══ Data records ══
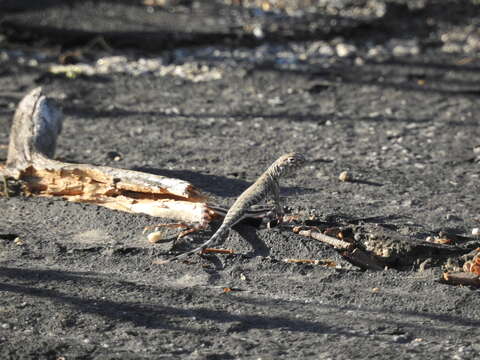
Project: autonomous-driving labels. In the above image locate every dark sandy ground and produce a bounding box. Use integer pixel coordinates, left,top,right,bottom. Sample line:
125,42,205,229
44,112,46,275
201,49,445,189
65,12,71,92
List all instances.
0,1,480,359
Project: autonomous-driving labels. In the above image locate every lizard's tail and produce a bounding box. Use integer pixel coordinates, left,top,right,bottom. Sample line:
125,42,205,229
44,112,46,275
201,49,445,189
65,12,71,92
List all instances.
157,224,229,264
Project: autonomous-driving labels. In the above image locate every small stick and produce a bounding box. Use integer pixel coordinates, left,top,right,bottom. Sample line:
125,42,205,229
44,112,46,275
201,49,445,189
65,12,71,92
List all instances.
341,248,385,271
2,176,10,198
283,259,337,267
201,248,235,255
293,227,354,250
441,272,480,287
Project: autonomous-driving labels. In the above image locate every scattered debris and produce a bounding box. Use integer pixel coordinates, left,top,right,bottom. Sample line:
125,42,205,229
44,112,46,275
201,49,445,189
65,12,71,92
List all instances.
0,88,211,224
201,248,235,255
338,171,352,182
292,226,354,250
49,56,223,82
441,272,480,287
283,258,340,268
═══
• Problem requirements:
Reproduce all of the material above word for word, omitting the pictures.

• Correct output:
Project: autonomous-driving labels. In the above image locate every dark sandy ground and produce a bounding box. Use integer pixel coordinates, left,top,right,bottom. Sample line:
125,42,205,229
44,112,46,275
201,49,445,189
65,12,71,92
List all instances.
0,1,480,359
Project: autonomous-driving labels. In the above image locate every lizard's tail and produce a bounding box. Use integer pixel coordinates, left,top,right,bottom. Sample line:
125,42,205,229
44,112,46,275
201,49,445,189
65,12,71,92
List all instances.
157,224,229,264
Project: autonomous-driving labels. In the above image locate every small stick and produce a bounding box. Use integer pixel coordinates, left,top,right,bottom. Sample line:
125,42,205,229
44,112,46,275
201,49,445,189
65,12,71,92
List all instances.
341,248,385,271
2,176,10,198
283,259,337,267
201,248,235,255
293,227,354,250
441,272,480,287
Project: autonomous-driving labels. In the above image locate every scattered debris and produce a bounding box. Use integer pixel coordinates, left,top,right,bottom. Sample line:
125,42,205,229
44,112,46,275
201,49,445,189
65,12,71,92
List all instances.
0,88,211,224
201,248,235,255
338,171,352,182
292,226,354,250
49,56,223,82
441,272,480,287
283,258,340,268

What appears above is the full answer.